- QUESTIONS À TRAITER:
• 1. Recopiez le texte sur le fret local entre « Les nouveaux maîtres » et « ne manquent pas. », inclus, en remplaçant « camions » par « poids lourds ».
• 2. Reprenez le texte sur le fret local à la suite de sa dernière phrase et prolongez-le.
━━━━━ EXTRAIT DU TEXTE ━━━━━
Les nouveaux maîtres du fret local !

La logistique est la clé du commerce mondial. Ce développement s’est fait avec des containers maritimes et des bateaux les transportant vers la route (camions…) ou le rail (trains). Mais n’allez pas croire que le monde ne continue pas de s’interconnecter de partout : à l’image du gazoduc Russe vers l’Allemagne, des Routes de la soie en partance de Chine, des câbles Internet sous-marin, des constellations de micro-satellites… La logistique forme l’économie moderne et rebat les cartes à l’image d’Amazon, logisticien du web (AWS) qui peut se permettre de rogner ses marges sur la livraison physique de biens à ses clients.
La CCI de Saône-et-Loire l’a depuis longtemps compris. La Bourgogne aussi, de part sa situation centrale en Europe, au carrefour de nombreuses routes. Autoroutes, RCEA, Saône, canal de Bourgogne… les solutions ne manquent pas.
Les ports, Aproport de Chalon Sud et Mâcon Sud sont tous deux gérés par la CCI 71. Ce sont d’ailleurs davantage des plateformes multimodales où se croisent camions, bateaux et convois ferrés.  Ils proposent des solutions multimodales - rail, routes – pour le transport de toutes sortes de marchandises, notamment céréales, bois, graviers… Situé sur l’axe Rhône-Saône, à deux jours maximum par voie fluviale des ports maritimes de Marseille-Fos et Sète, nos coopératives régionales en profitent. Au total, près de 3 millions de tonnes, dont 80.000 conteneurs, transitent chaque année par ses plateformes multimodales.


Marchés de la neutralité carbone

Si le président de la CCI 71 se montre prudent face à l’histoire récente – se remémorant le canal Rhin-Rhône coulé par la ministre écologique Dominique Voynet, le « miroir aux alouettes » Saône-Moselle ou encore voyant l’activité fluviale baisser l’an dernier (-1%) – mais voulant croise à la volonté politique actuelle de développer le fluvial (paquet Mobilité 2030), Michel Suchaut entend résolument apporter des solutions aux entreprises de Saône-et-Loire pour atteindre « la neutralité carbone » qui permettra de décrocher de nouveaux marchés demain. Le développement du transport ferroviaire et la réforme en France du "cabotage", le transport sur de faibles distances sur le territoire national par un transporteur étranger, devrait inciter un peu plus les entreprises.
━━━━━ DONNÉES EXTRAITES ━━━━━
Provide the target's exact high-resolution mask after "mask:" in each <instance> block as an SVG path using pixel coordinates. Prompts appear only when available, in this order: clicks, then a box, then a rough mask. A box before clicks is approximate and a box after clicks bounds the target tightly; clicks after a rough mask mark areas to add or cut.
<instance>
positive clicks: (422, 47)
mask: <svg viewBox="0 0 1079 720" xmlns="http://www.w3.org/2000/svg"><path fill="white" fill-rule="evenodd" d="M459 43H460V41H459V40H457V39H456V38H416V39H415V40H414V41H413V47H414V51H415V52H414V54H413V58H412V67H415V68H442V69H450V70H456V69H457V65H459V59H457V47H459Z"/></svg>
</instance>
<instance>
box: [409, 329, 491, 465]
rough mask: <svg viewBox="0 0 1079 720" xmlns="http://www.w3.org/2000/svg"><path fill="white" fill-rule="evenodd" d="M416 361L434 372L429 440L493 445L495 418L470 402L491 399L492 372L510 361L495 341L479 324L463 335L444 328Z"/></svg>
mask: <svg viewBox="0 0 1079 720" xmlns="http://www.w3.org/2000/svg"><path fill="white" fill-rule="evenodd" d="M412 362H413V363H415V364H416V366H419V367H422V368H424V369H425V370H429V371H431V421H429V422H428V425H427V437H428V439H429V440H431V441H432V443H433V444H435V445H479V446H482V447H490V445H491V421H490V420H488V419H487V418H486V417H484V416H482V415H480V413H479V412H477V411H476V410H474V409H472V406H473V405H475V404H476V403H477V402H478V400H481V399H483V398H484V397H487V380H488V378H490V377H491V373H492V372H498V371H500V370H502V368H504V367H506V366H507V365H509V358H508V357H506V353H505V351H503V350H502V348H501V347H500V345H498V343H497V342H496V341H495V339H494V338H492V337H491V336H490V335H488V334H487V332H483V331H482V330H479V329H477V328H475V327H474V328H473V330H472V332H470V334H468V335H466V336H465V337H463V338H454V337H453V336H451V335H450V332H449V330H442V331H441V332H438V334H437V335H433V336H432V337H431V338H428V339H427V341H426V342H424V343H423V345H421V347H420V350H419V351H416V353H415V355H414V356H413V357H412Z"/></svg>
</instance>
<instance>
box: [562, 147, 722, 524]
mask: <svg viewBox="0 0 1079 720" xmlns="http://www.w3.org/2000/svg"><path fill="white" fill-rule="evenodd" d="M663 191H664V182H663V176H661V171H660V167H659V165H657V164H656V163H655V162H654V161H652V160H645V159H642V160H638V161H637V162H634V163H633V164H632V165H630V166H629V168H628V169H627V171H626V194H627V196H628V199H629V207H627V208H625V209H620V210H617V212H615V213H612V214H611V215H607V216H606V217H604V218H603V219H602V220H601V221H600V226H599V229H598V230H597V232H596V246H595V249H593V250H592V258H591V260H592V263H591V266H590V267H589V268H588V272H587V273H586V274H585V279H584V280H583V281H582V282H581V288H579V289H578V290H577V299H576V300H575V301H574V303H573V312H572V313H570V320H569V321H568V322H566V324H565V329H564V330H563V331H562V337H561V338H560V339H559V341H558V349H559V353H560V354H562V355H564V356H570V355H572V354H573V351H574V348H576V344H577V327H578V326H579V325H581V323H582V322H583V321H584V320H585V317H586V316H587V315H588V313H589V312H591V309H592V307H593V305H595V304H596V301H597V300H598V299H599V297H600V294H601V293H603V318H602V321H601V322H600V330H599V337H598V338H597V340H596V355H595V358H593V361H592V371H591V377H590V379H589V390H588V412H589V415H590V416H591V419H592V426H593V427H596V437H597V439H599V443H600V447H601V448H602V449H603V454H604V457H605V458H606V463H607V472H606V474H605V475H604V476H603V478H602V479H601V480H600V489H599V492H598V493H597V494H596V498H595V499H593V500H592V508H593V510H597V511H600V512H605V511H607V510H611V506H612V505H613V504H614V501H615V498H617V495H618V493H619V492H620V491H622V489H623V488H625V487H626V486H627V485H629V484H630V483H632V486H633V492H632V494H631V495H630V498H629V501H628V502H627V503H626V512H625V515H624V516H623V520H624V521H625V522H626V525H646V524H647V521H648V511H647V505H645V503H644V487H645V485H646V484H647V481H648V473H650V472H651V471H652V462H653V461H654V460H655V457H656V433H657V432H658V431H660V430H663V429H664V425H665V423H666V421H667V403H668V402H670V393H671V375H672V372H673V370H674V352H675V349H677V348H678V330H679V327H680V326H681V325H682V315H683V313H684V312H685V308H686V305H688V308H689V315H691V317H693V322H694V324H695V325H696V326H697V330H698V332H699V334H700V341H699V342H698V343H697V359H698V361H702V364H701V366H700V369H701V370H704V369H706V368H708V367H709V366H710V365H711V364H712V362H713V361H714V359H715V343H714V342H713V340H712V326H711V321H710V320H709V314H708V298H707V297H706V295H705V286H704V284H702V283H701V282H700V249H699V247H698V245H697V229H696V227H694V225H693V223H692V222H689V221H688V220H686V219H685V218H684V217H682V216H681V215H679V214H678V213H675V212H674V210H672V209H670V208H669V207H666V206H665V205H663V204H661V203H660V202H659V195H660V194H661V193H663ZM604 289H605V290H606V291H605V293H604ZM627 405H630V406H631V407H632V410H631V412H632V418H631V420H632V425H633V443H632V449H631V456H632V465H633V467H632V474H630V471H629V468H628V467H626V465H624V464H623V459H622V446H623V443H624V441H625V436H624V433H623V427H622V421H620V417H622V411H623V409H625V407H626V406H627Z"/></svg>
━━━━━
- CORRIGÉ DES EXERCICES:
• 1.
Les nouveaux maîtres du fret local !

La logistique est la clé du commerce mondial. Ce développement s’est fait avec des containers maritimes et des bateaux les transportant vers la route (poids lourds…) ou le rail (trains). Mais n’allez pas croire que le monde ne continue pas de s’interconnecter de partout : à l’image du gazoduc Russe vers l’Allemagne, des Routes de la soie en partance de Chine, des câbles Internet sous-marin, des constellations de micro-satellites… La logistique forme l’économie moderne et rebat les cartes à l’image d’Amazon, logisticien du web (AWS) qui peut se permettre de rogner ses marges sur la livraison physique de biens à ses clients.
La CCI de Saône-et-Loire l’a depuis longtemps compris. La Bourgogne aussi, de part sa situation centrale en Europe, au carrefour de nombreuses routes. Autoroutes, RCEA, Saône, canal de Bourgogne… les solutions ne manquent pas.

• 2.
Cette « transition écologique » impulsée par les moyens logistiques fluviaux et ferroviaires proposés par Aproport contribuent ainsi pour de vrai au développement du report modal et à la baisse des rejets de CO2. La CCI estime qu’elle fait économiser aux chargeurs 20.000 tonnes par an de CO2, qui ne sont donc pas rejetés. En France, le fret non routier à destination et en provenance des ports devrait voir son marché doubler d’ici 2025.


Une CCI entreprise ferroviaire

Le directeur de la CCI 71, Pascal Leynes donnait un exemple concret avec les transports Alainé qui s’équipent de remorques P400 pouvant transporter sur train jusqu’à 44 t « permet de gagner un 33 t tous les six camions » pour des chargeurs industriels (Nestlé…). Ces remorques sont ensuite transportées sur des trains (c’est la fameuse autoroute ferroviaire de Mâcon), vers le nord ou le sud de la France, dont Aproport assure la manutention et l’acheminement vers la gare ferroviaire avec ses propres moyens, personnel et locomotive de la CCI.
Fort de ses terminaux embranchés au réseau ferré national, Aproport peut donc ambitionner de devenir un hub multi-sites de dimension régionale pour mieux connecter ces plateformes et donc nos entreprises au reste de l’Europe continentale, voire même au-delà, avec les perspectives d’une nouvelle « route de la soie », attendue « probablement à Chalon en 2022 ».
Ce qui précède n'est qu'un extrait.